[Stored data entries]

════

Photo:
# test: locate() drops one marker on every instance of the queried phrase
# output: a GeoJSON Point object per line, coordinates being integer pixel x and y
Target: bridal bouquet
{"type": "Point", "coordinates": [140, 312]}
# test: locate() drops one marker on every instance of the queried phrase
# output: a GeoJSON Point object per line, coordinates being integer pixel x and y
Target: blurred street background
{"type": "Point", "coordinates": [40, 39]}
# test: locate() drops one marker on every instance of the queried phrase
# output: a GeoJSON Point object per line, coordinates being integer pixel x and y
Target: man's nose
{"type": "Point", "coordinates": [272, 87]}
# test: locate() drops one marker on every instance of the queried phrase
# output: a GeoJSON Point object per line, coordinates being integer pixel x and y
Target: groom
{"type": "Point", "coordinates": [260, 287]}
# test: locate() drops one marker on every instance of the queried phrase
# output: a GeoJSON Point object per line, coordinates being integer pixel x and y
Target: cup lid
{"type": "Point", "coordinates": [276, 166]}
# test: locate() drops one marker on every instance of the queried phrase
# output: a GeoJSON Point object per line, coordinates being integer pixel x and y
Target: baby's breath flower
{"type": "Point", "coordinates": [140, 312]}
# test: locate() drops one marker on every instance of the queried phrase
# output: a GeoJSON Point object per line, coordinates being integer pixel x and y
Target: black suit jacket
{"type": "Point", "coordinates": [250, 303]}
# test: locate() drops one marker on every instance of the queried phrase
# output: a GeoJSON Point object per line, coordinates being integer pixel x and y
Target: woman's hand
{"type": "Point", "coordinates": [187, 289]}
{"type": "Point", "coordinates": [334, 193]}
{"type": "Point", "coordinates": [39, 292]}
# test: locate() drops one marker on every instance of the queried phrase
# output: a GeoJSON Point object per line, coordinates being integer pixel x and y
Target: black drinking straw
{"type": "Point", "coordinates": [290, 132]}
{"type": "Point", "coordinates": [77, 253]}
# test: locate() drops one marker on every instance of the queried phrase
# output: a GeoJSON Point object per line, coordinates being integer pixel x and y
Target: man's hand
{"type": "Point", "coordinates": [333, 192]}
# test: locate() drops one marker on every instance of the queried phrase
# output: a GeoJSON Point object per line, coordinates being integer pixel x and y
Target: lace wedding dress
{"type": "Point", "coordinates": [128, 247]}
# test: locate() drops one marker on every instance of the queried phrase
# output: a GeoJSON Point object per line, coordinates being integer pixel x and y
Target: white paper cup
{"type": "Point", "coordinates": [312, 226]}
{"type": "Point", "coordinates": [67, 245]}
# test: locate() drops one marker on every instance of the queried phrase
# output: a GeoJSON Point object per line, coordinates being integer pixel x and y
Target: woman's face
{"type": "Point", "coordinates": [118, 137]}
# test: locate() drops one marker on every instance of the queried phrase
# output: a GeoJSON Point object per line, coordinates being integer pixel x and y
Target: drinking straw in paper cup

════

# Task description:
Only an exact retyping of the full data will do.

# Finished task:
Photo:
# test: locate() drops one marker on every instance of the queried phrase
# output: a GeoJSON Point object per line, coordinates being integer pixel x and y
Target: bridal bouquet
{"type": "Point", "coordinates": [140, 312]}
# test: locate() drops one marker on every instance of the queried phrase
# output: a GeoJSON Point object per line, coordinates being integer pixel x and y
Target: blurred street background
{"type": "Point", "coordinates": [40, 39]}
# test: locate() drops one marker on every instance of the queried phrase
# output: a GeoJSON Point object per line, coordinates being integer pixel x and y
Target: man's nose
{"type": "Point", "coordinates": [272, 87]}
# test: locate() drops one marker on every instance of the queried phrase
# output: a GeoJSON Point object per line, coordinates being integer pixel x and y
Target: groom
{"type": "Point", "coordinates": [260, 287]}
# test: locate() drops one marker on every instance of the queried phrase
# output: a GeoJSON Point object per line, coordinates being integer pixel x and y
Target: cup lid
{"type": "Point", "coordinates": [276, 166]}
# test: locate() drops one marker on every instance of the queried phrase
# output: a GeoJSON Point object per line, coordinates being integer pixel x and y
Target: baby's breath flower
{"type": "Point", "coordinates": [140, 312]}
# test: locate() drops one marker on every instance of the queried phrase
# output: a GeoJSON Point object per line, coordinates being integer pixel x and y
Target: black suit jacket
{"type": "Point", "coordinates": [250, 303]}
# test: locate() drops one marker on every instance of the queried phrase
# output: a GeoJSON Point object per line, coordinates being integer pixel x and y
Target: woman's hand
{"type": "Point", "coordinates": [187, 289]}
{"type": "Point", "coordinates": [334, 193]}
{"type": "Point", "coordinates": [39, 292]}
# test: locate() drops one marker on every instance of the queried phrase
# output: a GeoJSON Point object per line, coordinates being integer pixel x and y
Target: black drinking straw
{"type": "Point", "coordinates": [290, 132]}
{"type": "Point", "coordinates": [77, 253]}
# test: locate() drops one marker on every instance of the queried phrase
# output: a GeoJSON Point object per line, coordinates being integer pixel x and y
Target: man's hand
{"type": "Point", "coordinates": [333, 192]}
# test: locate() drops one marker on every instance of the queried phrase
# output: a GeoJSON Point object per line, coordinates being integer pixel x and y
Target: lace wedding dress
{"type": "Point", "coordinates": [128, 247]}
# test: locate() drops one marker on every instance of the queried phrase
# output: a GeoJSON Point object per line, coordinates being integer pixel x and y
Target: white paper cup
{"type": "Point", "coordinates": [312, 226]}
{"type": "Point", "coordinates": [67, 245]}
# test: locate() drops one marker on every instance of the queried phrase
# output: a GeoJSON Point object per line, coordinates being integer pixel x and y
Target: woman's face
{"type": "Point", "coordinates": [118, 137]}
# test: locate() drops one marker on every instance of the queried phrase
# output: a GeoJSON Point object per line, coordinates being integer pixel x and y
Target: drinking straw in paper cup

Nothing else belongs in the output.